(Pointing dataset records)
====
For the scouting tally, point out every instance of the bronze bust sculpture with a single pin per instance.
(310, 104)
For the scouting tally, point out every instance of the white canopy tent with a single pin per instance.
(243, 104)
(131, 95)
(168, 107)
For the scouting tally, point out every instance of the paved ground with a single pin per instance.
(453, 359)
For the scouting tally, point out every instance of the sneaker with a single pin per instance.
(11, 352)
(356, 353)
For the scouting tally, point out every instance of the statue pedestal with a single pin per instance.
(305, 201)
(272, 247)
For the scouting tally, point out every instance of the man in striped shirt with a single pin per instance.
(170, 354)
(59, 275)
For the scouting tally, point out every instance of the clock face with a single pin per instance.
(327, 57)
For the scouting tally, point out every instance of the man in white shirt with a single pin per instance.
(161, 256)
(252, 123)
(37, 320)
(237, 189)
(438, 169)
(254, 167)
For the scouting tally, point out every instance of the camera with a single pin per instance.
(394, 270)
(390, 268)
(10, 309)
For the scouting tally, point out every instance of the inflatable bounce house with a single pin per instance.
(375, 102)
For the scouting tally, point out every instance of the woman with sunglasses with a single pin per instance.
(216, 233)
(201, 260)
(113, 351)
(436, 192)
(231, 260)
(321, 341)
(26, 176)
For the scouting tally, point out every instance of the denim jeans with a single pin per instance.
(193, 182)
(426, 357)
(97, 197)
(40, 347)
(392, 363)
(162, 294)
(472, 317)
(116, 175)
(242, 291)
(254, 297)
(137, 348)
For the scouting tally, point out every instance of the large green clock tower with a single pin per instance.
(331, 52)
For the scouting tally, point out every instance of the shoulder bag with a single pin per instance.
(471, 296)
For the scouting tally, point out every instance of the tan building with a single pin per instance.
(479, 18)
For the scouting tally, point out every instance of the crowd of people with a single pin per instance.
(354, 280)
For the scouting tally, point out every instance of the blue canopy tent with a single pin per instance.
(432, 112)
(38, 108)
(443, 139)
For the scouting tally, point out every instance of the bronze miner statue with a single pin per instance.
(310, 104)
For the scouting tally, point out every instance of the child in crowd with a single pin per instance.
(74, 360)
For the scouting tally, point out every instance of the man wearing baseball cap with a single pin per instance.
====
Work to complete => Begin with the line that contains "For the scouting tally, point out every instance of the shoulder" and set down each line exactly until the records above end, including the final line.

Exercise response =>
For the scouting tally, point out every instance of the shoulder bag with a single pin per instance.
(471, 296)
For the scouting tally, point out every instance of the tan building with a single pin per instance.
(479, 18)
For the scouting tally, point out every instance of the crowd of people with a single pin per instance.
(354, 280)
For the scouting tally, point out every instance of the blue canopy tent with a single pin per instance.
(432, 112)
(38, 108)
(443, 139)
For the scouting tally, point out every instance of the bronze miner statue with a single pin per instance.
(310, 104)
For the scouting tally, point out every instance of the child in crowd with a single pin per instance.
(74, 360)
For the scouting tally, point out every instance of the man wearing baseball cap with a single pin per instance.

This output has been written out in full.